● WHAT YOU HAVE TO DO: Count the lines in the listing below that contain the word "chest". Reply with the number only.

● DATASET:
+ + + + +
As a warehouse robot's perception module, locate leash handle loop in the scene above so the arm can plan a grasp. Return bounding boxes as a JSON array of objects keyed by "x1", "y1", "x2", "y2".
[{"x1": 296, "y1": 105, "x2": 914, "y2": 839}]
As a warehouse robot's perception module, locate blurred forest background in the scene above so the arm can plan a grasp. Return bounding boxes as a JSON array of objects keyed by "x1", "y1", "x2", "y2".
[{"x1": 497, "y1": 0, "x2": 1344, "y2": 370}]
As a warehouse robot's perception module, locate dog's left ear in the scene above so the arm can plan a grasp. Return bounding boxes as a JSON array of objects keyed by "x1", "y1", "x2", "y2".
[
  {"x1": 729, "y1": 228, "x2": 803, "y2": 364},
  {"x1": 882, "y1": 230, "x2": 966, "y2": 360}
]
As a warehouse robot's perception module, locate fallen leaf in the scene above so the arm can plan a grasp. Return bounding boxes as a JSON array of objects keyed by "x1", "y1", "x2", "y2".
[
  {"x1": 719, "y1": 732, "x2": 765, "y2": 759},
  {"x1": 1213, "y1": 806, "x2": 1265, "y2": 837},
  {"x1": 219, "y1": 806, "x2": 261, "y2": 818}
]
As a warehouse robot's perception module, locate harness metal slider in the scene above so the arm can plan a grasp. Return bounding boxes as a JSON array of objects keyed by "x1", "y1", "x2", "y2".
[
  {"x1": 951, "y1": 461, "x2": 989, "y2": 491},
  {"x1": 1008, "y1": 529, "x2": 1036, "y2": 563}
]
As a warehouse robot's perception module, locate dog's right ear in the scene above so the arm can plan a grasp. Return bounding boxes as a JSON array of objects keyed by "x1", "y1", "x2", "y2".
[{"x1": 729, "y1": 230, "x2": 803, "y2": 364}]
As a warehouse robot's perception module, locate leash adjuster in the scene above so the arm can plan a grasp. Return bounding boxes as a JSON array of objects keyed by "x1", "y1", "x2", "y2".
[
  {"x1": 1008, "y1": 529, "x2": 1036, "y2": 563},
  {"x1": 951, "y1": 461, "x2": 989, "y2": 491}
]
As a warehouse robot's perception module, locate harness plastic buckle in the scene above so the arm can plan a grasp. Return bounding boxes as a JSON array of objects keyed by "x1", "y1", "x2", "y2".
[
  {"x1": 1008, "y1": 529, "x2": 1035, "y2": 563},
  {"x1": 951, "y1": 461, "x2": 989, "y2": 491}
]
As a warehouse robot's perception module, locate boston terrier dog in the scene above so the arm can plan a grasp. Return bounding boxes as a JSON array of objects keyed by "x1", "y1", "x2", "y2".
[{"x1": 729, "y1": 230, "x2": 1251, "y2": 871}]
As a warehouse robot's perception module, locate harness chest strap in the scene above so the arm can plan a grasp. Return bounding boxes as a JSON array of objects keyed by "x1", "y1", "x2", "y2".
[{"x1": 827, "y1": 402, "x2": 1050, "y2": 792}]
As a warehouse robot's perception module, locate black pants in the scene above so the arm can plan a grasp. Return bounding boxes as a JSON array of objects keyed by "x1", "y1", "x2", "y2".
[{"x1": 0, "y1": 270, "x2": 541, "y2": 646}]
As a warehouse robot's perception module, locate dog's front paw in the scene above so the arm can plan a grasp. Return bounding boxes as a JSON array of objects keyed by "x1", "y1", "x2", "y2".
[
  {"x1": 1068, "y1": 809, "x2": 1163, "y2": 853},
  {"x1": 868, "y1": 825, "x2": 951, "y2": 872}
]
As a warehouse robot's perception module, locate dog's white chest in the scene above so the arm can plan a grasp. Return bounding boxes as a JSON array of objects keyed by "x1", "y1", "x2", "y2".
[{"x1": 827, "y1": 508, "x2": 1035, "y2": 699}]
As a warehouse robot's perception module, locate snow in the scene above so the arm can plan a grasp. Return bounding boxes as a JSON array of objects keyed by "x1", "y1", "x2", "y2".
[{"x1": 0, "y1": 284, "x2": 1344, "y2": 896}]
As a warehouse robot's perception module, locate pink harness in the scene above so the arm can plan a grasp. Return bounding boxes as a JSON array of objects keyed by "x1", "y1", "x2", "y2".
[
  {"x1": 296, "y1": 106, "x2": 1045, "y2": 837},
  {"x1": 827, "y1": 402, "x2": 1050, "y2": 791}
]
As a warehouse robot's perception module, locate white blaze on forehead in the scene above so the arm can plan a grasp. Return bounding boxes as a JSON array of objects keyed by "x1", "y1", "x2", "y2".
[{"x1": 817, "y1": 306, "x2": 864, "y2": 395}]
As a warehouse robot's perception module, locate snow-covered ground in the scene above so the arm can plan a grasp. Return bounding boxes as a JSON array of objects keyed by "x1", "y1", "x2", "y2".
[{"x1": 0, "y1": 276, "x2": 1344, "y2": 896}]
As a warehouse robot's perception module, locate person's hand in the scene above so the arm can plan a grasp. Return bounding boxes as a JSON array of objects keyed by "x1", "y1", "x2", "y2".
+ + + + +
● EXERCISE RESULT: 2